▸ THE PROBLEM
Output only the lines below that start at the line containing "Target: player's knee" and end at the line containing "Target: white banner", with both ends kept.

⁂

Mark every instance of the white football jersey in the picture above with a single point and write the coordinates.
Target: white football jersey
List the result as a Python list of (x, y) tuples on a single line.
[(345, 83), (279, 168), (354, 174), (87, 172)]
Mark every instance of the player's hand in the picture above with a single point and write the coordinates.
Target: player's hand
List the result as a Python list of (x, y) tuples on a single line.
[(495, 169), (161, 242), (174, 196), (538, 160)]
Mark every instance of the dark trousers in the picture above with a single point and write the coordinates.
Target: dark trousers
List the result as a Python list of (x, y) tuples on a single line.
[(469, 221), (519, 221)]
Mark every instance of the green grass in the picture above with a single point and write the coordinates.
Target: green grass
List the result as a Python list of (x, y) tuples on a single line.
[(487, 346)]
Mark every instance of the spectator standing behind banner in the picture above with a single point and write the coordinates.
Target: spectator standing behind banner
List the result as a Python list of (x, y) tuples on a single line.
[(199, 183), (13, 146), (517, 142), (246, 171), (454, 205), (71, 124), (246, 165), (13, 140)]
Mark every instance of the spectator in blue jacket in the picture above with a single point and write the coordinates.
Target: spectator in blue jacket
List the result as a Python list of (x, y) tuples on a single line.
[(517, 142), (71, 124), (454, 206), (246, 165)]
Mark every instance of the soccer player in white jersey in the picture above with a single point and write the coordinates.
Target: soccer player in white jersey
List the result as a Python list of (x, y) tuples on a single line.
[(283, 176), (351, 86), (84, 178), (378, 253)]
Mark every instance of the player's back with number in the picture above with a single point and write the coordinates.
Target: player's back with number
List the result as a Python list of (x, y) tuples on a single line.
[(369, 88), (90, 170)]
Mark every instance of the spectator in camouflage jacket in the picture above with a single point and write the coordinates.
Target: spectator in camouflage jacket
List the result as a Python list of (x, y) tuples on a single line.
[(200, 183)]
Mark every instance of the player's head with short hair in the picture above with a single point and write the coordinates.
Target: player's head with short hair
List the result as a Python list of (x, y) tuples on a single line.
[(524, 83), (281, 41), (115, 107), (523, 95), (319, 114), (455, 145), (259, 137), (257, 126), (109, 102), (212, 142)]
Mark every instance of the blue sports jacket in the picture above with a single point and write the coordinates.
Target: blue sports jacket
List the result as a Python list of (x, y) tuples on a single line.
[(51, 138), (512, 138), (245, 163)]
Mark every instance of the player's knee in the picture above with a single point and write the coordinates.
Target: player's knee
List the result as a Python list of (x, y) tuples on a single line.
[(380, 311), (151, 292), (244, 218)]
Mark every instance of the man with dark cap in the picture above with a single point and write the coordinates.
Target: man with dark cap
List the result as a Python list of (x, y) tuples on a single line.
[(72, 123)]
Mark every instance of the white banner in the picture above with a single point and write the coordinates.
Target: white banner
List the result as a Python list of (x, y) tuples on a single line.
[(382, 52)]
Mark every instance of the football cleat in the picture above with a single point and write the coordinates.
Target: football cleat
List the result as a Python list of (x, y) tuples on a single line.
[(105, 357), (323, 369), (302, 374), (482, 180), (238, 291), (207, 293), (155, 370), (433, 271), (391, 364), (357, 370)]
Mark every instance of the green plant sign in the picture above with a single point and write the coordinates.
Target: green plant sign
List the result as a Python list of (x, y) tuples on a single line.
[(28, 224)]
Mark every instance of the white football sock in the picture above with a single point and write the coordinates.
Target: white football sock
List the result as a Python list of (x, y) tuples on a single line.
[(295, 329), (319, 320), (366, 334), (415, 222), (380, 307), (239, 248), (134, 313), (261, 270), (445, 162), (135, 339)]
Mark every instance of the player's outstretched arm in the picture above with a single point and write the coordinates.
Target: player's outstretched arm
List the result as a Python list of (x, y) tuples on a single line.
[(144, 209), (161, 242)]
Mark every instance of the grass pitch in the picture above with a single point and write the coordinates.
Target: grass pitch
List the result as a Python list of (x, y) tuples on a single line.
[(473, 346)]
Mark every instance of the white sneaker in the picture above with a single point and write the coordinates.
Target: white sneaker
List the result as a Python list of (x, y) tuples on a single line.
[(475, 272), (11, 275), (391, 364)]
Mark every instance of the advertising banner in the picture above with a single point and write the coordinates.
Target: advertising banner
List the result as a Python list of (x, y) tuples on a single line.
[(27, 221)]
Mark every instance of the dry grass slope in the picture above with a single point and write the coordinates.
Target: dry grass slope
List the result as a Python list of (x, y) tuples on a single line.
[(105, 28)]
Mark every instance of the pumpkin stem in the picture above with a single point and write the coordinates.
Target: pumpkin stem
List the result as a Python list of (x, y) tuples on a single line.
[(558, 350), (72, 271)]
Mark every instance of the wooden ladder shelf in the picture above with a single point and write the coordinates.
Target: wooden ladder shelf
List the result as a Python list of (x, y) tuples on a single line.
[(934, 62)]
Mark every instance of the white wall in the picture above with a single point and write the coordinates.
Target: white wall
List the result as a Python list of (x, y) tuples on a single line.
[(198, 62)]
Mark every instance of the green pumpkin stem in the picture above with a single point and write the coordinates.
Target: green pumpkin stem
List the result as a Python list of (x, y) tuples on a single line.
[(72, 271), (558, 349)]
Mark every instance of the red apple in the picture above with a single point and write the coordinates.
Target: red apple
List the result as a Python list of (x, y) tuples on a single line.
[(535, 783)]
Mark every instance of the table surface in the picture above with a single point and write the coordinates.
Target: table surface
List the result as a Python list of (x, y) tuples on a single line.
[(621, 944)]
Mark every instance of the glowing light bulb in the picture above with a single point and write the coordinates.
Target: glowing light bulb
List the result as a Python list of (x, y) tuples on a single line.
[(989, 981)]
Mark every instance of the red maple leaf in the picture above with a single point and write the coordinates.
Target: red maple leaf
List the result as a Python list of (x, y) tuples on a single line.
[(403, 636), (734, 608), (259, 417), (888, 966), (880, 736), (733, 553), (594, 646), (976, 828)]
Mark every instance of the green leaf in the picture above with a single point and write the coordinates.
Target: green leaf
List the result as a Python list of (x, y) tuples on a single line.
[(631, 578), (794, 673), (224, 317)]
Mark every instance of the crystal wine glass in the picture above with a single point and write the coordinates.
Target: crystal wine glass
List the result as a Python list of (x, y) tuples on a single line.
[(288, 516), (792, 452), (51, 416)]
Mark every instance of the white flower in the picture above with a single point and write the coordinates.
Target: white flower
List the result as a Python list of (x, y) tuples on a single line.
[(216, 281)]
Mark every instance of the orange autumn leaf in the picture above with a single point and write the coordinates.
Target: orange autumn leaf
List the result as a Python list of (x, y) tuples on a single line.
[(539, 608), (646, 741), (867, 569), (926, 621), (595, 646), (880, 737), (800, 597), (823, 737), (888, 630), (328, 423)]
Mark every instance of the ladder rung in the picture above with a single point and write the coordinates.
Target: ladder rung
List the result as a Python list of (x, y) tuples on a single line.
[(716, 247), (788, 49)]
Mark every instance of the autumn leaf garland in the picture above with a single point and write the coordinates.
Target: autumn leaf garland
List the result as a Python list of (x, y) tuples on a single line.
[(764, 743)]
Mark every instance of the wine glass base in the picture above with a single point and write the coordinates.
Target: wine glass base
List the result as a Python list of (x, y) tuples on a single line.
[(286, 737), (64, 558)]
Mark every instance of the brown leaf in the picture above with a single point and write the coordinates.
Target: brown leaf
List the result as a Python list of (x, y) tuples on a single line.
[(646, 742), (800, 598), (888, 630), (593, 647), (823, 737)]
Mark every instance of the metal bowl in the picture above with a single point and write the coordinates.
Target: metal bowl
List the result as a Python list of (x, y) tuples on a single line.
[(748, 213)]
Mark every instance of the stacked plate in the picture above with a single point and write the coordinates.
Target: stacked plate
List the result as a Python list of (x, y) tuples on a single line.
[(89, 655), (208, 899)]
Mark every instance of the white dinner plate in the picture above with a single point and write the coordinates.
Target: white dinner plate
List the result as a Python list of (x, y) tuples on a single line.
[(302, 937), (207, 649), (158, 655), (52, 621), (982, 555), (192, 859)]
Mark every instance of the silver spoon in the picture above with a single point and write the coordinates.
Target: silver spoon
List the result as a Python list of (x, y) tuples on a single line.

⁂

▸ REPLY TO THE TASK
Target: player's knee
List the result as a Python list of (x, y) tuples on a single line.
[(380, 311), (151, 292), (244, 218)]
Mark every instance of the man with dark cap in the picture above with a single point and write the coordinates.
Target: man with dark cap
List the result as a Python list of (x, y) tuples on a single line.
[(72, 123)]
Mark every instance of the white banner in the picture above with a single point and write the coordinates.
Target: white banner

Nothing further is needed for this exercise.